Text block ▸
The campaign group for fathers’ rights in Ireland has launched a new offensive, calling for an urgent package of measures to reduce casualties from the higher rates of suicide, alcoholism and drug abuse suffered by men across each nation.
In Ireland, four in five suicides are men, with those aged 45 – 54 most at risk.
The campaign, #SOSManDown, was launched by Fathers4Justice in Dublin, London and Edinburgh to coincide with International Men’s Day on Sunday November 19.
— SOSManDown (@SOSManDownNews) November 17, 2017
At prominent sites in all three cities, members of the public were greeted with the sight of the naked body of a man on a mat with the hashtag #SOSManDown and were given real-life information about who that person represented and the circumstances which led to their death.
Fathers4Justice is calling for the following steps to be taken urgently in Ireland and the UK:
· A Minister for Men and Boys: A Minister focused on coordinating a strategy to deal with the men’s health crisis.
· National Safety Net: A fully funded safety net for men and boys including a national Life Line and health strategy targeting the causes of male suicide, depression and other health issues, as well as supporting men in difficulty.
· Parental Equality: Automatic parental responsibility for all fathers and a legal presumption of shared parenting and child support.

[Natural-language object grounding data]
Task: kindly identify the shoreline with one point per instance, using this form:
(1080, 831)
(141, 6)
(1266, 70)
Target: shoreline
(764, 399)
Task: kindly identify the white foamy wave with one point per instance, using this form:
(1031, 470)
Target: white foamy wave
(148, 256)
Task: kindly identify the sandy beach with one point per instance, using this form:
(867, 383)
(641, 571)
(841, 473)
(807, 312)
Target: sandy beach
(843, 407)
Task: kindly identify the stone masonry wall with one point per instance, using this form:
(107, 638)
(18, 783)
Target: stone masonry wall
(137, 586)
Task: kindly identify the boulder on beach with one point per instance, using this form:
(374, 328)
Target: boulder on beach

Questions on the material ▸
A) According to the campaign article, which age group of men in Ireland is most at risk of suicide?
B) Write out the stretch of the campaign article from "In Ireland, four" through "to their death.".
C) Summarize the campaign article in two sentences.

Responses to the exercise ▸
A) Men aged 45 – 54.

B)
In Ireland, four in five suicides are men, with those aged 45 – 54 most at risk.
The campaign, #SOSManDown, was launched by Fathers4Justice in Dublin, London and Edinburgh to coincide with International Men’s Day on Sunday November 19.
— SOSManDown (@SOSManDownNews) November 17, 2017
At prominent sites in all three cities, members of the public were greeted with the sight of the naked body of a man on a mat with the hashtag #SOSManDown and were given real-life information about who that person represented and the circumstances which led to their death.

C) Fathers4Justice launched the #SOSManDown campaign in Dublin, London and Edinburgh to coincide with International Men's Day, showing the naked body of a man on a mat at prominent sites to draw attention to the higher rates of suicide, alcoholism and drug abuse suffered by men. The group is calling for a Minister for Men and Boys, a fully funded national safety net for men and boys, and parental equality for fathers in Ireland and the UK.